→ Selected excerpt:
A critic of "zealous" feminism who has been elected to the Commons Women and Equalities Committee has said he will work to make gender "irrelevant".

Conservative MP Philip Davies told the BBC that men should not "be excluded from having their views" heard.

He was elected to the committee in a ballot of party colleagues.

But Green Party MP Caroline Lucas said there should be a "proper hearing" before the MP for Shipley, West Yorkshire, can take his place.

Asked on BBC Two's Daily Politics about his nomination, Mr Davies said: "The committee's there whether I like it or not, so if I can bring some common sense to the committee that's surely a good thing.

"Just in the same way that UKIP used to take their seats in the EU Parliament - not because they were fans of the EU Parliament or everything that it represented, but because they hoped to hold it to account."

He added: "I'd prefer if it was just called the equalities committee. I don't see why it needs to be called the women and equalities committee. You can still look at women's issues on a committee that's just called equalities.

"But it seems to indicate that there are no issues for men and clearly there are issues where men suffer."

→ Problems to solve:
**A.** How did Philip Davies win his place on the committee, according to the report on Philip Davies?
**B.** Which political parties are named in the report on Philip Davies?
**C.** Carry on the report on Philip Davies from the point where it stops.
The items below have nothing to do with the report on Philip Davies.

→ Supplied entries:
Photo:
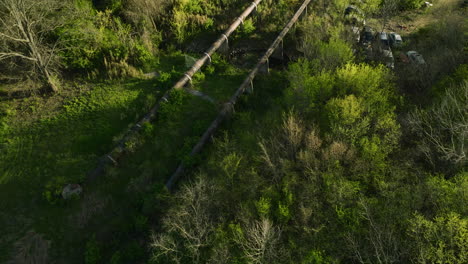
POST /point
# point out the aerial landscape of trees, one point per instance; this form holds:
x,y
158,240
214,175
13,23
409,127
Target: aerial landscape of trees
x,y
332,156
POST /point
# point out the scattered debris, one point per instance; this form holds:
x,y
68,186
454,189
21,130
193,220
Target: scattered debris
x,y
395,40
71,190
415,57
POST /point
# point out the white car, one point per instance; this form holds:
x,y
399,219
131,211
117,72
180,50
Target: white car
x,y
395,39
415,57
388,59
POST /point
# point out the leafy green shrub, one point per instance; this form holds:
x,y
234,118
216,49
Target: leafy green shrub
x,y
53,190
410,4
98,40
93,251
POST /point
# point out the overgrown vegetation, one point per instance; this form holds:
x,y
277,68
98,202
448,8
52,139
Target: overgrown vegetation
x,y
330,160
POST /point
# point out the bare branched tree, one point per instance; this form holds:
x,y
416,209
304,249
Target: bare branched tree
x,y
27,43
260,242
388,8
444,127
187,228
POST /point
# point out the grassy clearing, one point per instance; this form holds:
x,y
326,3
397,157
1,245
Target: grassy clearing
x,y
48,142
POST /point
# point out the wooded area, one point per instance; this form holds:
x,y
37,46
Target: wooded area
x,y
350,148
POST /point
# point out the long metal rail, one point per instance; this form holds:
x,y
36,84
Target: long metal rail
x,y
118,150
228,107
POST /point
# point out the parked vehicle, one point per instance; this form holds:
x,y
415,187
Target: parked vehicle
x,y
415,57
384,41
367,36
388,59
395,39
355,32
354,16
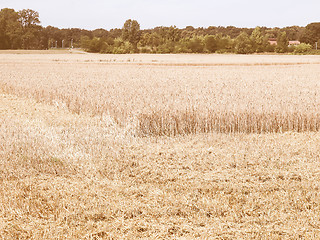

→ Answers below:
**A.** He was elected in a ballot of party colleagues.

**B.** Conservative, Green Party, UKIP

**C.**
Image caption Caroline Lucas said women had a "long way to go" in business and politics

Speaking on the same programme, Ms Lucas, MP for Brighton Pavilion and co-leader of the Green Party, said: "I hope the time he spends on the committee will be an opportunity for him to understand a bit more about entrenched sexism in our society. This is an MP who has been saying that this committee shouldn't even exist, and yet he's now looking to take his position on it.

"We need MPs on that committee who recognise, for example, the level of the gender pay gap, who recognise the disproportionate violence against women, who recognise that there's still a very long way to go in business, politics and just about every sphere of life."

She called for a "concerted effort to support women".

Mr Davies, who has been in Parliament since 2005, agreed there were "massive issues that affect women", including "a gender pay gap".

But he added: "There's also a part-time gender pay gap, where women are paid more than men. Yes, many women, two-thirds of victims of domestic violence, are women. But one-third of victims are men.

"Of course there are issues that affect women and they should be tackled on the committee. But equally there are issues that affect men and I don't see why they should be excluded from having their views on what is supposed to be an equalities committee.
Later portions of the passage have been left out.